Your instructions =>
Output the records precisely as they stand. Pictures are to be skipped.

Text-to-region grounding data:
☆ ☆ ☆ ☆ ☆ ☆ ☆

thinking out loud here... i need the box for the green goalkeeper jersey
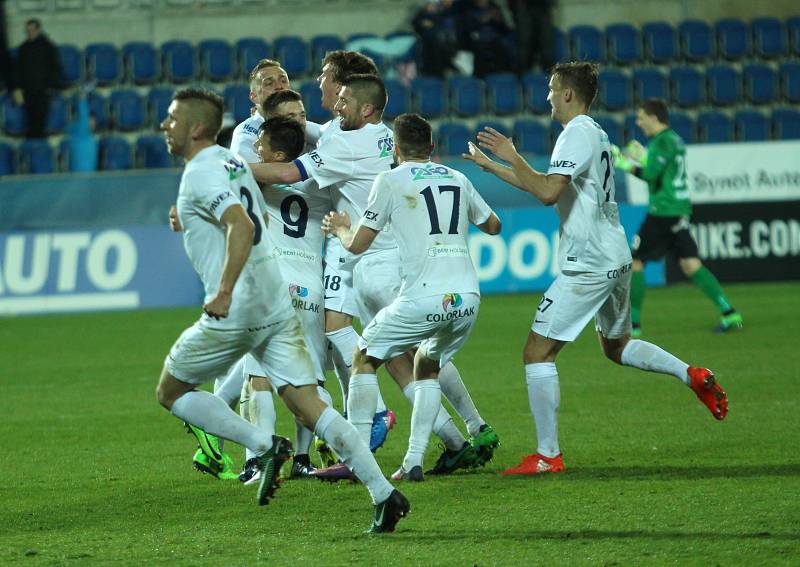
[639,128,692,217]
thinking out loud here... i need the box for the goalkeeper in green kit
[613,98,743,336]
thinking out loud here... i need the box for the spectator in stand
[12,19,62,139]
[412,0,461,78]
[507,0,557,75]
[460,0,514,77]
[66,85,98,172]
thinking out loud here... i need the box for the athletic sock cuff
[350,373,378,388]
[524,362,558,382]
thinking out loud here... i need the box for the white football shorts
[352,247,402,325]
[286,281,326,382]
[323,238,358,317]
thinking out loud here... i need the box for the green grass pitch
[2,281,799,566]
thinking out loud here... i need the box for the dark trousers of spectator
[23,89,49,138]
[509,0,556,74]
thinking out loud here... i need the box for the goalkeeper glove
[624,140,648,166]
[611,144,635,172]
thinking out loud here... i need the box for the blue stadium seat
[476,120,507,138]
[273,36,309,77]
[670,66,705,107]
[743,64,777,105]
[236,37,271,78]
[299,80,327,124]
[669,111,696,143]
[58,44,82,87]
[513,119,550,154]
[553,27,567,62]
[110,89,145,131]
[706,65,740,107]
[411,77,446,119]
[223,84,252,124]
[485,73,521,115]
[85,43,121,85]
[632,67,667,103]
[595,115,623,146]
[82,91,109,131]
[521,71,549,115]
[715,18,750,61]
[57,138,70,172]
[311,35,345,73]
[199,39,235,82]
[789,16,800,57]
[605,23,640,65]
[678,20,715,62]
[569,25,604,62]
[550,122,564,148]
[735,110,769,141]
[772,108,800,140]
[99,136,132,170]
[642,22,677,63]
[598,70,631,111]
[437,123,471,156]
[697,110,733,143]
[624,113,646,144]
[136,134,173,168]
[383,78,409,121]
[19,140,55,174]
[123,42,159,84]
[448,76,484,117]
[46,93,68,135]
[0,142,16,175]
[148,86,174,129]
[161,40,196,83]
[779,62,800,104]
[751,17,785,59]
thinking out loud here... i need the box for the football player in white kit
[322,113,501,479]
[155,88,409,532]
[464,62,728,476]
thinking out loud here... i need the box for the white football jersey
[176,145,292,329]
[548,115,632,272]
[359,160,494,299]
[230,114,264,163]
[295,120,396,253]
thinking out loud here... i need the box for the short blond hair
[249,59,284,89]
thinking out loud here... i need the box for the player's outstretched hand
[322,210,351,235]
[203,291,231,320]
[169,205,182,232]
[476,127,518,163]
[462,141,493,171]
[624,140,647,162]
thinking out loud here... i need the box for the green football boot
[193,448,239,480]
[186,423,238,480]
[314,437,339,468]
[425,442,479,475]
[469,424,500,467]
[630,322,642,338]
[714,311,743,333]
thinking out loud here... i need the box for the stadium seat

☆ ☆ ☆ ☆ ☆ ☆ ☆

Answer to this exercise =>
thinking out loud here... i need the box for the green goalkeeper jersey
[639,128,692,217]
thinking out loud here... i need the box for the goalkeeper in green kit
[613,98,743,336]
thinking out loud here... i need the box for the spectator in stand
[12,19,62,139]
[412,0,461,78]
[507,0,557,75]
[460,0,514,77]
[66,85,98,172]
thinking out loud here... i need the box for the athletic sock cuff
[350,373,378,388]
[524,362,558,382]
thinking out loud here... i need the box for the white football shorts
[352,247,402,325]
[286,281,326,382]
[323,238,358,317]
thinking out loud here... i need the box for the green grass pitch
[2,281,799,566]
thinking out loud here... i need the box for the dark trousers of spectator
[23,89,49,138]
[509,0,556,74]
thinking out loud here... i need the box for the goalkeeper glove
[624,140,648,166]
[611,144,635,172]
thinking out loud here... i need the box for the blue stadium seat
[476,120,507,138]
[273,36,309,77]
[670,66,705,107]
[743,64,777,105]
[236,37,271,78]
[299,80,327,124]
[669,111,696,143]
[58,44,82,87]
[513,119,550,154]
[553,27,567,62]
[110,89,145,131]
[706,65,740,107]
[411,77,446,119]
[223,84,252,124]
[485,73,521,115]
[85,43,121,85]
[632,67,667,103]
[595,115,623,146]
[82,91,109,131]
[521,71,549,115]
[715,18,750,61]
[57,138,70,172]
[311,35,345,73]
[199,39,235,82]
[789,16,800,57]
[605,23,640,65]
[678,20,715,62]
[569,25,604,62]
[550,122,564,148]
[735,110,769,141]
[772,108,800,140]
[99,136,132,170]
[642,22,677,63]
[598,70,631,111]
[437,123,471,156]
[697,110,733,143]
[624,113,646,144]
[136,134,173,168]
[383,78,409,121]
[19,140,55,174]
[123,42,159,84]
[448,76,484,117]
[46,93,68,135]
[0,142,16,175]
[148,86,174,129]
[161,40,196,83]
[779,62,800,104]
[751,17,785,59]
thinking out loud here... i need the box for the football player in white kit
[322,113,501,479]
[155,88,409,532]
[464,62,728,476]
thinking out loud here... i need the box for the white football jersey
[176,145,292,329]
[548,115,632,272]
[359,160,494,299]
[230,114,264,163]
[295,120,396,253]
thinking out loud here... i need the box for the short blond hair
[249,59,284,89]
thinking out loud here... i need the box for the player's outstretched hand
[322,210,351,235]
[203,291,231,320]
[169,205,182,232]
[476,127,518,163]
[462,141,493,171]
[624,140,647,162]
thinking out loud here... i need the box for the green football boot
[193,448,239,480]
[186,423,238,480]
[314,437,339,468]
[425,442,479,475]
[469,424,500,467]
[630,322,642,338]
[714,311,743,333]
thinking out loud here... i need the box for the stadium seat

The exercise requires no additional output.